Exercise requirements: Please find every line in the listing below that contains the string "signpost" and copy each of those lines out. A line counts only if its letters match in case.

Material to process:
========================================

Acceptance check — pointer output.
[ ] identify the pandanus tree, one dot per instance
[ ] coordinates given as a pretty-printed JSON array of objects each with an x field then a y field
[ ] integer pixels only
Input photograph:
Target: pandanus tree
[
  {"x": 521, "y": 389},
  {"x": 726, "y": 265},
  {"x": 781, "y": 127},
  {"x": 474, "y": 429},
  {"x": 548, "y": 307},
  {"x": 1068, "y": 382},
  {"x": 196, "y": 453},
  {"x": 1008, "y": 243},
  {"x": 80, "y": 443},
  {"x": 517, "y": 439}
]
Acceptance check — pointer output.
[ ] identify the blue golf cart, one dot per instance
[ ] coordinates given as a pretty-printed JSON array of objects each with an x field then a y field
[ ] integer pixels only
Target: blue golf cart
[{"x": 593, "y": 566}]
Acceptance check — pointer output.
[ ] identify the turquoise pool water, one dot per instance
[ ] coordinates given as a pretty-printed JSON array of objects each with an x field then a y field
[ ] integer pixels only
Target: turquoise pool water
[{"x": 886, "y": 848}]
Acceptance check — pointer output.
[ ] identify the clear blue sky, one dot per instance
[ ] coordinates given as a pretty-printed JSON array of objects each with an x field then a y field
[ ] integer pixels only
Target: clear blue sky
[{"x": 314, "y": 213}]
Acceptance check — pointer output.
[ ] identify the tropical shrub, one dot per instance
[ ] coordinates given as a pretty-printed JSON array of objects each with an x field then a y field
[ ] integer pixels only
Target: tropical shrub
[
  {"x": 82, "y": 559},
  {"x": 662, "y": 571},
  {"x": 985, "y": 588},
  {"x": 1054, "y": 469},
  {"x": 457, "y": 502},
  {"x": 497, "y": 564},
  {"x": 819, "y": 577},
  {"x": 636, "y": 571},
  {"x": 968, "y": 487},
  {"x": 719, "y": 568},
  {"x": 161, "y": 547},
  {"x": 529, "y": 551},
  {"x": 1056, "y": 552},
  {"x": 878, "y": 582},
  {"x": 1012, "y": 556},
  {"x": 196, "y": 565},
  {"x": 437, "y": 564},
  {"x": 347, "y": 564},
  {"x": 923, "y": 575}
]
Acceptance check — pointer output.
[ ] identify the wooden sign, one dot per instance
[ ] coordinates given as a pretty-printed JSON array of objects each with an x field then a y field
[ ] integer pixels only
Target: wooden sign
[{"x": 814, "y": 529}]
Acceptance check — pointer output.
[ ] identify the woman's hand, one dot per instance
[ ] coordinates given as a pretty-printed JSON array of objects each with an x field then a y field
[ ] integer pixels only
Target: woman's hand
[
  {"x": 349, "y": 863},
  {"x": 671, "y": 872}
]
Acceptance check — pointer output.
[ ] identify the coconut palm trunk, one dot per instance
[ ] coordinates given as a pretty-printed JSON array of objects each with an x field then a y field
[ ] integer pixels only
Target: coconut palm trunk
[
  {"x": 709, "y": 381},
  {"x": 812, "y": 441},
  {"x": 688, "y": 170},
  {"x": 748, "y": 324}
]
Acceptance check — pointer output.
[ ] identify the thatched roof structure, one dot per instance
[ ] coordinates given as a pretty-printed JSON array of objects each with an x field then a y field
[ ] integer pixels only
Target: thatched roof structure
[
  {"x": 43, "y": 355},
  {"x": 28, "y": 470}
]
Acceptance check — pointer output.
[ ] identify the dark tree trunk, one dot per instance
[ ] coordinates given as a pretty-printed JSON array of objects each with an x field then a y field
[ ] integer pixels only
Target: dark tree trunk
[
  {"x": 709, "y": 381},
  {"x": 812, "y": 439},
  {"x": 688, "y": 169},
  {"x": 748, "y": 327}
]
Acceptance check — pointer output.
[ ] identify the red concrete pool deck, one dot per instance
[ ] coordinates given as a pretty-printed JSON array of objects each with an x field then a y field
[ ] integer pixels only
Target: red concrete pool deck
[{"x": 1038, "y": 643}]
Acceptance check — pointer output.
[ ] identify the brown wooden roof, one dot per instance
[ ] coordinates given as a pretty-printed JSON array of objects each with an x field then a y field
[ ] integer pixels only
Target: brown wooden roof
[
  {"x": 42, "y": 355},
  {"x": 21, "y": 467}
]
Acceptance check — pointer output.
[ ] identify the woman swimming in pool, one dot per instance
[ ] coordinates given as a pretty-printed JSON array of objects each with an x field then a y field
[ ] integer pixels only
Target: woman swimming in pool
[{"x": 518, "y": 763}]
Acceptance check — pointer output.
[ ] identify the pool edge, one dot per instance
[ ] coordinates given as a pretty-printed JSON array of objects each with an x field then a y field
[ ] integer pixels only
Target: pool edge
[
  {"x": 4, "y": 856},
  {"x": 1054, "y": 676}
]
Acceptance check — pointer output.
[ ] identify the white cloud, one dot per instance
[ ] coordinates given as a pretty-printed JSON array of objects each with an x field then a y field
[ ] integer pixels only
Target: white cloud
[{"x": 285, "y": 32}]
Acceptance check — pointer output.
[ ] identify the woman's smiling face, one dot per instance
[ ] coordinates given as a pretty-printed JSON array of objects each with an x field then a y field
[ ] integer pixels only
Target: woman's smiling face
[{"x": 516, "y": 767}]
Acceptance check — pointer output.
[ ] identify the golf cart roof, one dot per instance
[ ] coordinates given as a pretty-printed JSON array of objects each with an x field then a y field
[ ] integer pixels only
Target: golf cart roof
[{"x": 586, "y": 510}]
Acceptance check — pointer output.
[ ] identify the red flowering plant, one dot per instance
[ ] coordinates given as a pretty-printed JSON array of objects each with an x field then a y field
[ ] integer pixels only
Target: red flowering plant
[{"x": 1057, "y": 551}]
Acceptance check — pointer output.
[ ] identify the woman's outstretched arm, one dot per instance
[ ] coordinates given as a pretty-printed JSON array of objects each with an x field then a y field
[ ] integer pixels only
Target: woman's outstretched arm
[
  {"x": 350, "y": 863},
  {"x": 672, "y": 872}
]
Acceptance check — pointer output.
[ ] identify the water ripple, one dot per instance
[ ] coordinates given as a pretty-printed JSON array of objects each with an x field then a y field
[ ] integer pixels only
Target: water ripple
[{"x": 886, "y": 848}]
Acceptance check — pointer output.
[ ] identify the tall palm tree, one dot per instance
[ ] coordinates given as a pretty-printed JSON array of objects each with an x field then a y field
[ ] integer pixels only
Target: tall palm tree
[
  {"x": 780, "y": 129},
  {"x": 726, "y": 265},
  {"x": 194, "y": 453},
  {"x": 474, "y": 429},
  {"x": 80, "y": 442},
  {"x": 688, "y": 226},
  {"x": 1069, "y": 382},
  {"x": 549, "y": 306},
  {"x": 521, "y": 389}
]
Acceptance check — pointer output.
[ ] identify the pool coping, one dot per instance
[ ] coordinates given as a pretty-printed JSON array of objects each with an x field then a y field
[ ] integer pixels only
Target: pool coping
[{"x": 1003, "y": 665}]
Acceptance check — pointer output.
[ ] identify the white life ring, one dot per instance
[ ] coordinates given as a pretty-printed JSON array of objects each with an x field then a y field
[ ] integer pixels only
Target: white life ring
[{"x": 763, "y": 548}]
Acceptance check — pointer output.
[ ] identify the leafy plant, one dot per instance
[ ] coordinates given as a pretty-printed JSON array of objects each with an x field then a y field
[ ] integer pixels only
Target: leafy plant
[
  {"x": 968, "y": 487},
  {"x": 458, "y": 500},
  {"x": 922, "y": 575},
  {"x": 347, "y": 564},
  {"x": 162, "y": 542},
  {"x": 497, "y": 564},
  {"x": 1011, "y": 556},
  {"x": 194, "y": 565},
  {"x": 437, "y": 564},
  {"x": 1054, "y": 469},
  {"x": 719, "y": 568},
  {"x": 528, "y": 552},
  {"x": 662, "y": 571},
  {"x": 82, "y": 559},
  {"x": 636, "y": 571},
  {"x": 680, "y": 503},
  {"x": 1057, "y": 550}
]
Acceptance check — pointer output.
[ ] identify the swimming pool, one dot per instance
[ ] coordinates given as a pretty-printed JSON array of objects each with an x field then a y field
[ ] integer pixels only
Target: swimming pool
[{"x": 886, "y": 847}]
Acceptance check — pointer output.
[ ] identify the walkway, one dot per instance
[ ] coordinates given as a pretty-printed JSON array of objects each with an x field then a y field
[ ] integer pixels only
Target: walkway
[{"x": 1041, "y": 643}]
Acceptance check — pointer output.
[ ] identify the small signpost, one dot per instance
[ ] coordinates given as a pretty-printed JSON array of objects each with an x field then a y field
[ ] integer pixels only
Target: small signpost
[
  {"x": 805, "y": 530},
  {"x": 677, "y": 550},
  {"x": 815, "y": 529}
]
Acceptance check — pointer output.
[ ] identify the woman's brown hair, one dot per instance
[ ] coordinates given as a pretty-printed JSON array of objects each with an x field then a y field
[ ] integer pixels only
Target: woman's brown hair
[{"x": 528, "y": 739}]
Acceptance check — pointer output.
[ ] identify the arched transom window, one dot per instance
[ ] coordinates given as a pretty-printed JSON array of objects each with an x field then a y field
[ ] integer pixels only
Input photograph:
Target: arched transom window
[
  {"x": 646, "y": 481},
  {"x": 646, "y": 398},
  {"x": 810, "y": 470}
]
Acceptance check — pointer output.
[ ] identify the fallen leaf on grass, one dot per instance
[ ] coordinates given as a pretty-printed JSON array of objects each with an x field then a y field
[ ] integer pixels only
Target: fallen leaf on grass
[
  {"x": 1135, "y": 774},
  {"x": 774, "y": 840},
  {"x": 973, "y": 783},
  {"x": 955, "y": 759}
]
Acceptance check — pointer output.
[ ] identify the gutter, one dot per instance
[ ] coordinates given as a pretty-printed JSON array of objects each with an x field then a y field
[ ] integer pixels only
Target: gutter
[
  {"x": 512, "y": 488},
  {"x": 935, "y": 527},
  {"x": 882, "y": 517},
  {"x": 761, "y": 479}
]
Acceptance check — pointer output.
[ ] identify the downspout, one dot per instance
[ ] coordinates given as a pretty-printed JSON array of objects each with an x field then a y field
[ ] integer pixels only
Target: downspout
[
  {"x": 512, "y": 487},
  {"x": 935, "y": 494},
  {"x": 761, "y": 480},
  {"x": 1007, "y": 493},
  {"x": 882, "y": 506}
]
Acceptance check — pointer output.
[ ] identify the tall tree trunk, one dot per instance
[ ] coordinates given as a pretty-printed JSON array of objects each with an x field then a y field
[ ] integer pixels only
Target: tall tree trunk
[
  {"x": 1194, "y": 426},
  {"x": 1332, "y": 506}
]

========================================

Written response:
[ ] identify the small signpost, one dot per instance
Target: small signpost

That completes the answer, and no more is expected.